Exercise goal>
Look through the listing below, and wherever a line has the string "find", copy it.

________________

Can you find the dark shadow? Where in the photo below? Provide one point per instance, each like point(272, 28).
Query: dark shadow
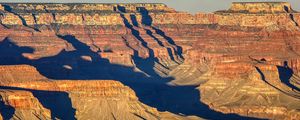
point(58, 102)
point(121, 9)
point(293, 19)
point(6, 111)
point(1, 23)
point(134, 21)
point(149, 86)
point(285, 73)
point(286, 9)
point(11, 54)
point(264, 79)
point(147, 21)
point(9, 9)
point(146, 18)
point(136, 34)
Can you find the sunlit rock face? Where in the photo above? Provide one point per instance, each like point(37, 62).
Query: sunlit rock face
point(148, 61)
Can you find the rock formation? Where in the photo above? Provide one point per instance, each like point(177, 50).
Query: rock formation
point(148, 61)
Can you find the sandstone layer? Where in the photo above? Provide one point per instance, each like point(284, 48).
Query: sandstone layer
point(241, 63)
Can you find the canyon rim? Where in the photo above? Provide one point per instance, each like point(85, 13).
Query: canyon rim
point(148, 61)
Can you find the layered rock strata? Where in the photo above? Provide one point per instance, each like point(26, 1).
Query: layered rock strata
point(243, 60)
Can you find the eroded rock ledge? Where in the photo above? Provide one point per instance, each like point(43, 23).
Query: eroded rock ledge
point(244, 60)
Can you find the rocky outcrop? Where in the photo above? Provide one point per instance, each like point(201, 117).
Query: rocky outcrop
point(244, 60)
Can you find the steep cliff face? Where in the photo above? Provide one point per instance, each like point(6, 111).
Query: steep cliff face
point(244, 61)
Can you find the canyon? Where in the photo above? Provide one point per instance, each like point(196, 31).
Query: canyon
point(149, 61)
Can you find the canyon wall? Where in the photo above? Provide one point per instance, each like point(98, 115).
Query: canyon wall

________________

Solution>
Can you find the dark shadow? Where in the photo below? Provide one point per instance, each like point(272, 28).
Can you find the sunlit rock face? Where in the photo above? Provide one point per instance, each like point(37, 62).
Can you find the rock formation? Where in the photo above? Provide one point per instance, each like point(177, 50).
Can you find the sandstone layer? Where in the photo above? Provide one point per instance, each like point(284, 48).
Can you find the canyon rim? Where in the photo above? Provide one point per instance, each like point(85, 13).
Can you find the layered rock strata? Where in the photo above? Provide one point per instance, each like point(26, 1).
Can you find the eroded rock ledge? Where in the photo above? Provide one point per instance, each like point(43, 23).
Can you find the rocky outcrop? Where in the photo above? Provide one point per instance, each like point(201, 117).
Can you find the steep cliff face? Where in the photo above? Provide one point per instance, each like point(6, 111).
Can you find the canyon? Where in the photo above? Provide one point per instance, each like point(196, 31).
Can you find the canyon wall? Where in the photo above? Provide one point per instance, each like point(98, 115).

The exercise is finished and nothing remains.